• REQUIREMENT
Search the listing for the word "form" and return each line that contains it.

---------------

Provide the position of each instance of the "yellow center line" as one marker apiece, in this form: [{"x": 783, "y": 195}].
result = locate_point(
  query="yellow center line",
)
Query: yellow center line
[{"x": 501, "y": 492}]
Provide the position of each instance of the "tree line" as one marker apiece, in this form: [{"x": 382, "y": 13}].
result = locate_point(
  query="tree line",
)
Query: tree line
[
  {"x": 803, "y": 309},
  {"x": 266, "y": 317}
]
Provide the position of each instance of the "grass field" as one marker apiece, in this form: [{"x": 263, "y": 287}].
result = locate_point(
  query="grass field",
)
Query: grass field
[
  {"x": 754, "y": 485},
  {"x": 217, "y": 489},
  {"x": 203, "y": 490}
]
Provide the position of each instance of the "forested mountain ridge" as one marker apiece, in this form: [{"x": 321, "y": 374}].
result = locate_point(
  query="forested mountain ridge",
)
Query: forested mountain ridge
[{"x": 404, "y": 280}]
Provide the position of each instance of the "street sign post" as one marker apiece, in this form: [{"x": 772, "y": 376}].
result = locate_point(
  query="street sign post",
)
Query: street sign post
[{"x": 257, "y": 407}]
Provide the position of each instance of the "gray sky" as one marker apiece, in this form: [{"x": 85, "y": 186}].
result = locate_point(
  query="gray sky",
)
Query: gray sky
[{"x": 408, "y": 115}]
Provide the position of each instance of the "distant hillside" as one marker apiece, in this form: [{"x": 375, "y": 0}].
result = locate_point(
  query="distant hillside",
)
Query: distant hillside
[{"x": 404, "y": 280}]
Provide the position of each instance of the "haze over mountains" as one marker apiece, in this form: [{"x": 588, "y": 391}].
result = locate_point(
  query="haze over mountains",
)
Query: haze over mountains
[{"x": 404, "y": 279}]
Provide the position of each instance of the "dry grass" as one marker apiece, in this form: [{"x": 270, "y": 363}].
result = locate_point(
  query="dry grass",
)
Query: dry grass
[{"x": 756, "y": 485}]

---------------

• RESPONSE AREA
Provide the position of each instance of the "yellow center line" as one marker apiece, in this form: [{"x": 783, "y": 195}].
Provide the position of each instance of the "tree line" as one marker apiece, in this form: [{"x": 382, "y": 13}].
Provide the position of each instance of the "grass field" as one marker apiece, in this form: [{"x": 263, "y": 287}].
Provide the position of each instance of the "forested mountain ridge" as one marker apiece, in this form: [{"x": 321, "y": 374}].
Provide the position of each instance of the "street sign post" as one marker apiece, in this form: [{"x": 772, "y": 376}].
Provide the position of each instance of the "gray sky" as one marker apiece, in this form: [{"x": 85, "y": 186}].
Provide the position of each instance of the "distant hillside" as one marker apiece, in this form: [{"x": 375, "y": 0}].
Provide the position of each instance of the "haze over mountains" as one marker apiece, in this form: [{"x": 588, "y": 391}].
Provide the position of each instance of the "dry grass" as one marker apiece, in this form: [{"x": 270, "y": 363}].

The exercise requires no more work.